STATED TASK:
Answer these questions from the forum thread on vinyl cutters.
(a) According to Mtnview, what is the minimum width of most rolls of material?
(b) Which two Oracal vinyls did MAXDesign buy in 12" rolls?
(c) What was the maximum cut width Blue92 worked with on the smaller cutter?

# Silhouette Cameo vs Brother Scan n Cut



## 03km0 (Jul 25, 2014)

Hey y'all! 

I am FINALLY getting my business started. I've been waiting quite some time to buy a vinyl cutter. What I'm going to be doing is a small vinyl decal business. Within the next year or so I will be branching out to embroidery/applique work. I am buying my machine within the next few days and am totally stuck on whether to purchase the Silhouette Cameo or the Brother Scan n Cut. My embroidery machine is a brother and I'm drawn to the fact that the applique process looks easier on the scan n cut. I'm also drawn to the fact you can just scan something in and have it cut without too much fuss. However, I've read so many different opinions and it seems like people really like the cameo. Plus it's a great deal cheaper. I've never done anything with vinyl before so I'm really just gonna have to get in there and figure things out. I just am hoping someone can guide me on the best option out of the two.


----------



## Mtnview (Nov 5, 2009)

Is this a craft hobby you are starting? Both machines you describe are hobby machines. They even describe them as hobby machines on both their pages. Neither of those will make someone serious money. They only take 12" sheets and won't accommodate roll material. Most rolls of material are a minimum of 15". Rolls are less expensive that sheets but even if you get set up to buy rolls you will have to cut them down to fit the hobby cutter which takes time and wastes material. Starting a business I wouldn't go with either of those. Just my 2 cents.


----------



## MAXDesign (Sep 24, 2013)

Mtnview said:


> Is this a craft hobby you are starting? Both machines you describe are hobby machines. They even describe them as hobby machines on both their pages. Neither of those will make someone serious money. They only take 12" sheets and won't accommodate roll material. Most rolls of material are a minimum of 15". Rolls are less expensive that sheets but even if you get set up to buy rolls you will have to cut them down to fit the hobby cutter which takes time and wastes material. Starting a business I wouldn't go with either of those. Just my 2 cents.


Sorry, but I totally disagree with this. I have a Cameo and run a small business...depends on what you want to do. I have used HTV for adult and children's tees, contour cut A4 and A3 JPSS sheets for tees, baby grows, bibs and toddler tees, created decals and vinyl wall art. Depends on quantities and sizes of things you want to create. I have also purchased 12" rolls of Oracal 631 and 651, so rolls are available. As I said, all depends on what type of business you want to run really...


----------



## Blue92 (Oct 8, 2010)

You can start a business with a smaller capacity cutter. We started with a Stika SX-12. We did both football and baseball uniforms for several youth organizations along quite a few other jobs. We also did multiple banners, mostly 3' x 5'.

Being limited to 12" wide material, with a max cut width of 9.8" was a challenge. We used both 15" and 20" material by just cutting 12" strips off the end. Overall it worked well. We also had larger work we farmed out the cutting work to another shop.

Point placement listing:
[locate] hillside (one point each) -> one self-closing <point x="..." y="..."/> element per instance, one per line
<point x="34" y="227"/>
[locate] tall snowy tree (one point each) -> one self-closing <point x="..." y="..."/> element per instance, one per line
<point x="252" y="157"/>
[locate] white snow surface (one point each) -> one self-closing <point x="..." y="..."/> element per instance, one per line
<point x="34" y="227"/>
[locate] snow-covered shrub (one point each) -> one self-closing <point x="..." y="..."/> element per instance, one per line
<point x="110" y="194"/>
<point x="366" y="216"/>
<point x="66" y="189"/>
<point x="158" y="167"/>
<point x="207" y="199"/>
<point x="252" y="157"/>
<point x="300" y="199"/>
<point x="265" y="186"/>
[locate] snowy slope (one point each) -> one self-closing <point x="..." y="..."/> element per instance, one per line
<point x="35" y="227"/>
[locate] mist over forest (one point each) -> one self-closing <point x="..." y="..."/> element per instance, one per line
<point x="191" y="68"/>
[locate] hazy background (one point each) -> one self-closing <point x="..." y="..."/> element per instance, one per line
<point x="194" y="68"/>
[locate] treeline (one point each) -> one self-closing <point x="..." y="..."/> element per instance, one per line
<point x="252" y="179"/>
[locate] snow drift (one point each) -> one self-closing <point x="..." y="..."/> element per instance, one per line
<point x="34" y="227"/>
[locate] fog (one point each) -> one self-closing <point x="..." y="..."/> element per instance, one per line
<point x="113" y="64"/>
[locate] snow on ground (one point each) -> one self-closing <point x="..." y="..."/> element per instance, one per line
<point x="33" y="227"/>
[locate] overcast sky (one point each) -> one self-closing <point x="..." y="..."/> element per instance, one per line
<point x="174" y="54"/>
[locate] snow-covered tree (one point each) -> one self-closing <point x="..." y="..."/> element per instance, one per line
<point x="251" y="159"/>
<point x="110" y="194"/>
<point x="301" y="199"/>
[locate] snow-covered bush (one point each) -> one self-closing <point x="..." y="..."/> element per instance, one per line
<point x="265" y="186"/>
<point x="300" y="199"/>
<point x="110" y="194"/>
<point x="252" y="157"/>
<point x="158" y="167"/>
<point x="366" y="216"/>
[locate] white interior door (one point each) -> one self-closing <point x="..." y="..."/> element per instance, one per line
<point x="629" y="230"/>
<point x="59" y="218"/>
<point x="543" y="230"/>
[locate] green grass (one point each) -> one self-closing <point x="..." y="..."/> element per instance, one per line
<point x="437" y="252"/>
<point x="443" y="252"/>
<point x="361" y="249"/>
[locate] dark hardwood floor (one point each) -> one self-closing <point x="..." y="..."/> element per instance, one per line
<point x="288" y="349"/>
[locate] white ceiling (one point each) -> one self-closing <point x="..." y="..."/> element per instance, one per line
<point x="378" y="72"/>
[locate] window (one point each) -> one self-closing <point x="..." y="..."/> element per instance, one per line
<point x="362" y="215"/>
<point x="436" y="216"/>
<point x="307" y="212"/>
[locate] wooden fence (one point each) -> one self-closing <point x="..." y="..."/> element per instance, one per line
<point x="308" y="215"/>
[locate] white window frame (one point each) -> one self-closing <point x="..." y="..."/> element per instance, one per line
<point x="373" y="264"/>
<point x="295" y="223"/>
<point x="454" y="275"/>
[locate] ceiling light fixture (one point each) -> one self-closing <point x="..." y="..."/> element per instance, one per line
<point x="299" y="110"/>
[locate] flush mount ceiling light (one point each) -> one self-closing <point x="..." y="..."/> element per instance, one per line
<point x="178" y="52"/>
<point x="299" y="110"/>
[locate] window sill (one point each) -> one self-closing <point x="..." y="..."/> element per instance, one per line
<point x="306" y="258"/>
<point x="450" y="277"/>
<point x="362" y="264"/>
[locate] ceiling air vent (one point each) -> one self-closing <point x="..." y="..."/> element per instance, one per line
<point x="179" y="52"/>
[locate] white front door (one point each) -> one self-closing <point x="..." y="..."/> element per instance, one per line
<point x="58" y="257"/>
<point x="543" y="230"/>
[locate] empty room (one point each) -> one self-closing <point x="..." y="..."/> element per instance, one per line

REPLY TO THE EXERCISE:
(a) 15"
(b) Oracal 631 and 651
(c) 9.8"